▸ **WHAT YOU NEED TO DO**:
1. Decide whether each of the following statements agrees with the nightlife passage, answering yes or no and quoting the deciding words of the passage exactly. (a) The Kit Kat club had a licensed bar. (b) The House of Dolls was held weekly on a Thursday. (c) The Bat Cave took place on a Saturday night.
2. Rewrite the section of the nightlife passage that begins at the words "Desperate to start" and ends after "lapping it up.", substituting "late train" for "night bus".

By the time the Eighties rolled in I was buying loads of early electronic pop records and had started buying my first twelve inch singles. These were records by artists like The Human League and Soft Cell that had extended mixes aimed at the floor. Soft Cell’s first album “Non Stop Erotic Cabaret” was dedicated to the sleaze and darkness of after hour’s night life and it opened my eyes to a world of subterranean disco hedonism and madness that I was eager to participate in. You could walk around Soho at this time and hear it echoing out on to the street from dozens of strip bars and peep shows. Its sound was also heavily influenced by the early ecstasy experiments of its protagonists. Cindy Ecstasy who cooed backing vocals on a number of the tracks was New York’s main club land connection for the drug. It was only by finding these facts out much later in the Nineties that the effect that these early electronic dance tunes had made on me then started to make more sense.
Desperate to start exploring this exciting new world I started to go out to clubs I read about in the gossip pages of Smash Hits magazine. Places where pop stars of the day were hanging out and being decadent. At sixteen I would go out to midweek clubs like the Embassy Club in New Bond Street and return home on a night bus, fall asleep and end up at 5am stuck in the wasteland of Thamesmead. Most of my friends would not go out with me as they were content to stay local, I wanted to escape the drudgery of South London and explore the good life. I had made my first steps out into the night and was lapping it up.
1984 started with my first ever DJ gig. It was January and I was resident at a weekly Thursday club called the House of Dolls in Farringdon. I spun the records I loved back then, a weird mixture of punk, new wave, electronic, northern soul and some of the first electro tunes I had started buying at Groove Records in Soho. One time a young Alan McGhee of Creation Records came up to me behind the decks and out of a plastic bag shoved into my hand several copies of the first singles by Primal Scream and Jesus and the Mary Chain. The club lasted about three months and I had a blast and was hooked. Clubs I started to go out to at this time were at the tail end of the new romantic scene as it mixed into gothic punk. One of these was the Kit Kat club in Westbourne Grove in West London. It was held on a Saturday night and went on until the unearthly hour of 6am. There was no licensed bar, bring your own drinks, plenty of dry ice and sucked in cheekbones, stagger out into the early morning daylight. It was raided at one point which made all the tabloids and of course added to the charm. There was also the Bat Cave at Gossips in Dean Street, Soho on a Wednesday night. This was run by members of a band called Specimen and was crammed with an assortment of freaks and weirdo’s dressed in black. The clubs that took place in the week were always cooler. The dedicated party people were out; none of the lightweight West End tourists who flocked in at the weekend were in attendance. You proved your credentials by returning home in the early hours midweek. Stagger to get a taxi or down to Trafalgar Square where Night Buses filtered people back out to the suburbs.

Data records:
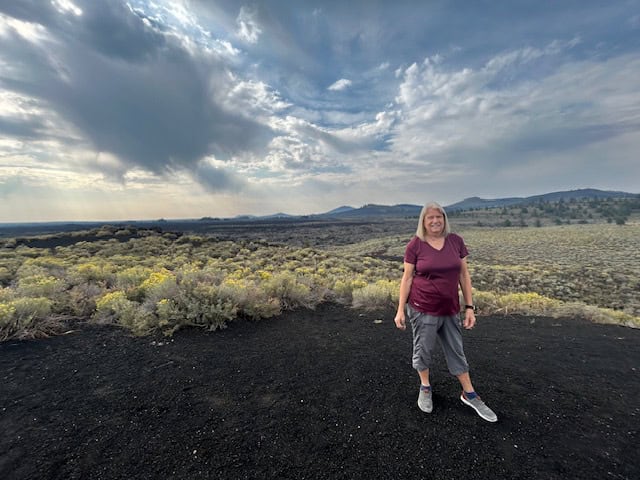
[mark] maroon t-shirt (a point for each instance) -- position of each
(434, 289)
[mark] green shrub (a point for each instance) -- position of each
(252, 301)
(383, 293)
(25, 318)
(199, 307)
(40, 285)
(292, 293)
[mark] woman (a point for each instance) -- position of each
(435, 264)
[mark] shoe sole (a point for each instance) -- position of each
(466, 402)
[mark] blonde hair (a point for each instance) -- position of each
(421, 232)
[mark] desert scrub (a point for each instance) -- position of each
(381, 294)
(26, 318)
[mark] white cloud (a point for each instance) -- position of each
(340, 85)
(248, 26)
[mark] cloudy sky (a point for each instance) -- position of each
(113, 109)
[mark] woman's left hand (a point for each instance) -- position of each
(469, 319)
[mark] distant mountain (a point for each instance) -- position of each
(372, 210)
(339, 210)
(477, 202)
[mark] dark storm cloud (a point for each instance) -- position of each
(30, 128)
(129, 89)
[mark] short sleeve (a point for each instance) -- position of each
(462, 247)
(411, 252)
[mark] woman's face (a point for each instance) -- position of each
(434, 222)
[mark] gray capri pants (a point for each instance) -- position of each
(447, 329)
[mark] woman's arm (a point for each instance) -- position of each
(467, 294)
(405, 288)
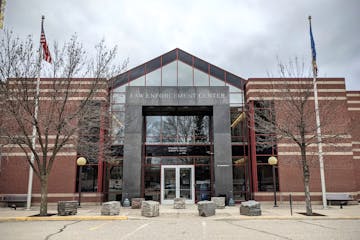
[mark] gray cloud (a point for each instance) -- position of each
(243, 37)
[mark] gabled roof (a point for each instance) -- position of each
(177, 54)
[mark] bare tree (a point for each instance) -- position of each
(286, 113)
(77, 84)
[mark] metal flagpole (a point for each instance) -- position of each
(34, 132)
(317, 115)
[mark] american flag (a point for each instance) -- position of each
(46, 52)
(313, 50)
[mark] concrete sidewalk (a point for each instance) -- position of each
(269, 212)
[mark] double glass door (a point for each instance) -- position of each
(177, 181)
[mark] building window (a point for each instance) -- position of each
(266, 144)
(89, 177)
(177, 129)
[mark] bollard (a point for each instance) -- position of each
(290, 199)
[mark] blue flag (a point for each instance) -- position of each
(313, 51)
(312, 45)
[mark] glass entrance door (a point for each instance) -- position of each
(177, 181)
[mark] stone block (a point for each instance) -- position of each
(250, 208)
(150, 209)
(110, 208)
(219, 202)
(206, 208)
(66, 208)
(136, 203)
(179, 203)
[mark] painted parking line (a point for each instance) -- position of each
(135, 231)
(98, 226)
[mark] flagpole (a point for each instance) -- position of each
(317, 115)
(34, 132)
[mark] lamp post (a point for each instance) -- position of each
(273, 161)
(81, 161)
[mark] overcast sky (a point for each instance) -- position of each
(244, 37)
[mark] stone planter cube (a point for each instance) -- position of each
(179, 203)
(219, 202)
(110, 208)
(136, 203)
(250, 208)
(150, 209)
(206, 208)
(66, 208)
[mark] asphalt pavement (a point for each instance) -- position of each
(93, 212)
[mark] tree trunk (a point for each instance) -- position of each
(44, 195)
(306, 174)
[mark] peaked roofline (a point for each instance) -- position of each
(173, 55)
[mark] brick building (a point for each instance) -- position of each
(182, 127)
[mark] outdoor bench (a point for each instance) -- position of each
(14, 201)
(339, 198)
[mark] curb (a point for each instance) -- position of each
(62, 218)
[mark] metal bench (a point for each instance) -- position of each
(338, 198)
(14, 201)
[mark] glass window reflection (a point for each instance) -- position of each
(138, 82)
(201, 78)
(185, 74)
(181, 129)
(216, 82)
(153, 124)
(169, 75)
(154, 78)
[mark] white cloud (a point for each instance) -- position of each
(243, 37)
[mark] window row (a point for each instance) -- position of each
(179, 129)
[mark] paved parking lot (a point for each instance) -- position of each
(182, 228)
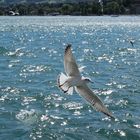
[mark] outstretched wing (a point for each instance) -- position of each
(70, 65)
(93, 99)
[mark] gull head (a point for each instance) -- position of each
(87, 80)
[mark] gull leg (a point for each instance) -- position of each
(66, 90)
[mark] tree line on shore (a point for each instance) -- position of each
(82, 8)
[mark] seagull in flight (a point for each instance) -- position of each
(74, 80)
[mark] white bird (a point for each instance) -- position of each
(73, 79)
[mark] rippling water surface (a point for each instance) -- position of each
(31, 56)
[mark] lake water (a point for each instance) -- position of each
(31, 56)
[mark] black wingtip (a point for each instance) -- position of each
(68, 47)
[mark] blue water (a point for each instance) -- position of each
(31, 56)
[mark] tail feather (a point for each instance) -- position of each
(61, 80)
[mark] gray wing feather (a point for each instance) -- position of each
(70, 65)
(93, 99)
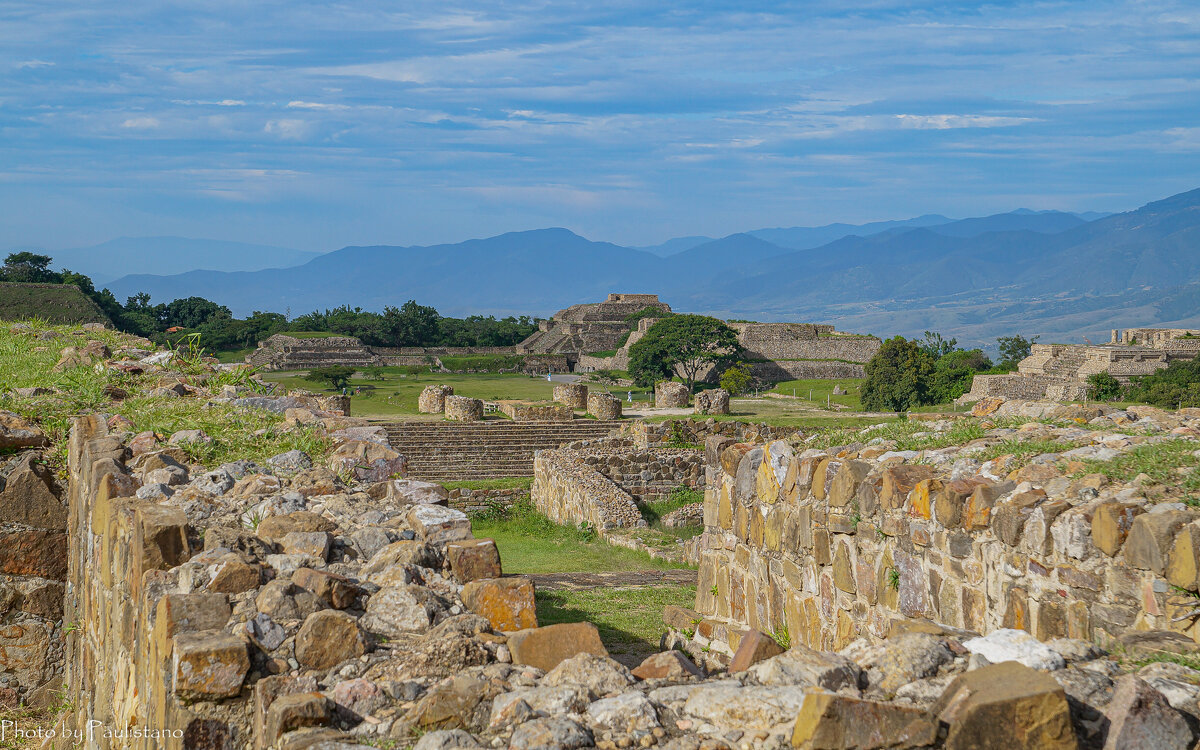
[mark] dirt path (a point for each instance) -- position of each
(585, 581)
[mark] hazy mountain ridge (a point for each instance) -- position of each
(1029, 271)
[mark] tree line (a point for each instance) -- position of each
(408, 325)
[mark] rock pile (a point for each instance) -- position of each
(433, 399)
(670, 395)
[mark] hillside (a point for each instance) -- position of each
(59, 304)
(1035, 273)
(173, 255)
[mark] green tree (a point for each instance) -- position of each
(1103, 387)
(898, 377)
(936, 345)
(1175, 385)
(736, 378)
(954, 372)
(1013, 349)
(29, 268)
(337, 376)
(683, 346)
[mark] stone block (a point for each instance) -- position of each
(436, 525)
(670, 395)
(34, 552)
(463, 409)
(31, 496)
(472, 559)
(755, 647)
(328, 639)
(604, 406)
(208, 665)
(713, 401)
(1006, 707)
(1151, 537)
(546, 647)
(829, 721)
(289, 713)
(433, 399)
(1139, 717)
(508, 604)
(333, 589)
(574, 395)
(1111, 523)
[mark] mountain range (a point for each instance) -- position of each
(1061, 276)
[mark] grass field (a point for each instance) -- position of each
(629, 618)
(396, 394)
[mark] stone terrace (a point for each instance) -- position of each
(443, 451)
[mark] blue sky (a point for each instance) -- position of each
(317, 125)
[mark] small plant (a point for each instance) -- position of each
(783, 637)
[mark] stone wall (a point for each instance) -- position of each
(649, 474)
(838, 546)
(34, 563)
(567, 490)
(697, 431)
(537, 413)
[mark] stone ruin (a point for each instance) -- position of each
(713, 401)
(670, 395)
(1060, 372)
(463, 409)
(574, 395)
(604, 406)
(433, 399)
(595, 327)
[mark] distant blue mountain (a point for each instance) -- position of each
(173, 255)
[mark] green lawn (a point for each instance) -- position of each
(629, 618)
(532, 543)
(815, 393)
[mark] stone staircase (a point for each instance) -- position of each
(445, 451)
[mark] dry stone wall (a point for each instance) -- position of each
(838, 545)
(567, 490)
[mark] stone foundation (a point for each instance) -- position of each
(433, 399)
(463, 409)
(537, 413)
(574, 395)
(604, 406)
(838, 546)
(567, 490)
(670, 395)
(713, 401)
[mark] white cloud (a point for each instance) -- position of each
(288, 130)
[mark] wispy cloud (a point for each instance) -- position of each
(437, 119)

--

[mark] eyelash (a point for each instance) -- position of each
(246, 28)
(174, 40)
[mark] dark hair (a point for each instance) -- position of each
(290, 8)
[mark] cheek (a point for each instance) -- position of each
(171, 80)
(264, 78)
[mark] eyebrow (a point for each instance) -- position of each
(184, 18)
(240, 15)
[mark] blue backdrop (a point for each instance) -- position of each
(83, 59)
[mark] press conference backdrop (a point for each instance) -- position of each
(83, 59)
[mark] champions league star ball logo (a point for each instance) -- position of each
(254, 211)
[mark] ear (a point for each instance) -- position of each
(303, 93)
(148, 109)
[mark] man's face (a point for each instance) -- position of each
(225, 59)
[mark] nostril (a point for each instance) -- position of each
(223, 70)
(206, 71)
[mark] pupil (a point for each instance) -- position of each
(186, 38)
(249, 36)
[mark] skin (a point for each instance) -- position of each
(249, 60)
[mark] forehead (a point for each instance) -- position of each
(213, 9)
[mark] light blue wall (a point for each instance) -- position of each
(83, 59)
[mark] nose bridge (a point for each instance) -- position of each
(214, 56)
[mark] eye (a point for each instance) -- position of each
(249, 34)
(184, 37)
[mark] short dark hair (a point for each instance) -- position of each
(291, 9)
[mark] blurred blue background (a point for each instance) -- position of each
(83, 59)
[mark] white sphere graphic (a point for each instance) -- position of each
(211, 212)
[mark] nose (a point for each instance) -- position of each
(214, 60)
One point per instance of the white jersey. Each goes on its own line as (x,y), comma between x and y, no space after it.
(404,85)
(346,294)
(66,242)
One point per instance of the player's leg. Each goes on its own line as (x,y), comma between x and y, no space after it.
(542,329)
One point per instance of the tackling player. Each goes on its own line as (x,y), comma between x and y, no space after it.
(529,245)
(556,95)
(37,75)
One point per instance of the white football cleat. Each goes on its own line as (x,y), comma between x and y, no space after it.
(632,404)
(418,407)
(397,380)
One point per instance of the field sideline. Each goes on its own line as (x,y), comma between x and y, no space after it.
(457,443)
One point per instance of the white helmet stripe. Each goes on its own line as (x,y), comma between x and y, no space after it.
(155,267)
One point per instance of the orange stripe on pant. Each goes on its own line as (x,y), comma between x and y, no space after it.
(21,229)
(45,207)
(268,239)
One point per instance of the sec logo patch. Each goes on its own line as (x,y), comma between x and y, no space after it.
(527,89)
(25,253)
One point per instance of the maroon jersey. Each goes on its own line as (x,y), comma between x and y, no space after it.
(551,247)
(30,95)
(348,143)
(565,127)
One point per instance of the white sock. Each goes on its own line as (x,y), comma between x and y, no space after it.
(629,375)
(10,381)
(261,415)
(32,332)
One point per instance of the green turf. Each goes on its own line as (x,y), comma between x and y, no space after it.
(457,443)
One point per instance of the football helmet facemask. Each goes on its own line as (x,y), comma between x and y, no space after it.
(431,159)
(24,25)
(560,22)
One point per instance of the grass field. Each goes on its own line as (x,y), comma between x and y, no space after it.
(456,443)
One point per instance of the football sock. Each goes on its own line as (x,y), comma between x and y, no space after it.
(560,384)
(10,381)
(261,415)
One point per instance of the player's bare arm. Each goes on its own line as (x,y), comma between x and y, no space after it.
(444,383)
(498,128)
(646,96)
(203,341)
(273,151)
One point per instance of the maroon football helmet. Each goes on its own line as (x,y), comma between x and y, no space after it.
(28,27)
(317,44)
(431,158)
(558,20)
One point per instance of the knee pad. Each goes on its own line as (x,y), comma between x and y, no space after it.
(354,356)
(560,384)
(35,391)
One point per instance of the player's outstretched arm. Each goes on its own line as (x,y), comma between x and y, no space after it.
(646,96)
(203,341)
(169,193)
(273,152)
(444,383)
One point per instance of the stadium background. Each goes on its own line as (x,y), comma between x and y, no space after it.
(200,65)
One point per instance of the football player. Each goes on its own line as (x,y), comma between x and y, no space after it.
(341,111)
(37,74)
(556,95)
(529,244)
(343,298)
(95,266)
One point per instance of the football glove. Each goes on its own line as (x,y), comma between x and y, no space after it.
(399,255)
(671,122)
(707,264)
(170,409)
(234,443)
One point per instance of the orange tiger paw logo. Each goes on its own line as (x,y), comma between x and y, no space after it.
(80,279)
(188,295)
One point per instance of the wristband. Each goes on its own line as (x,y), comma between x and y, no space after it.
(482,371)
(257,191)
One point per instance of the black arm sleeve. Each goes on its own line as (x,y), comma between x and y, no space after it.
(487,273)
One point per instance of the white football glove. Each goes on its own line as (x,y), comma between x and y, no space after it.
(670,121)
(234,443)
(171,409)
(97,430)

▸ **FULL ANSWERS**:
1.
(a) No: "There was no licensed bar, bring your own drinks"
(b) Yes: "I was resident at a weekly Thursday club called the House of Dolls in Farringdon."
(c) No: "There was also the Bat Cave at Gossips in Dean Street, Soho on a Wednesday night."

2.
Desperate to start exploring this exciting new world I started to go out to clubs I read about in the gossip pages of Smash Hits magazine. Places where pop stars of the day were hanging out and being decadent. At sixteen I would go out to midweek clubs like the Embassy Club in New Bond Street and return home on a late train, fall asleep and end up at 5am stuck in the wasteland of Thamesmead. Most of my friends would not go out with me as they were content to stay local, I wanted to escape the drudgery of South London and explore the good life. I had made my first steps out into the night and was lapping it up.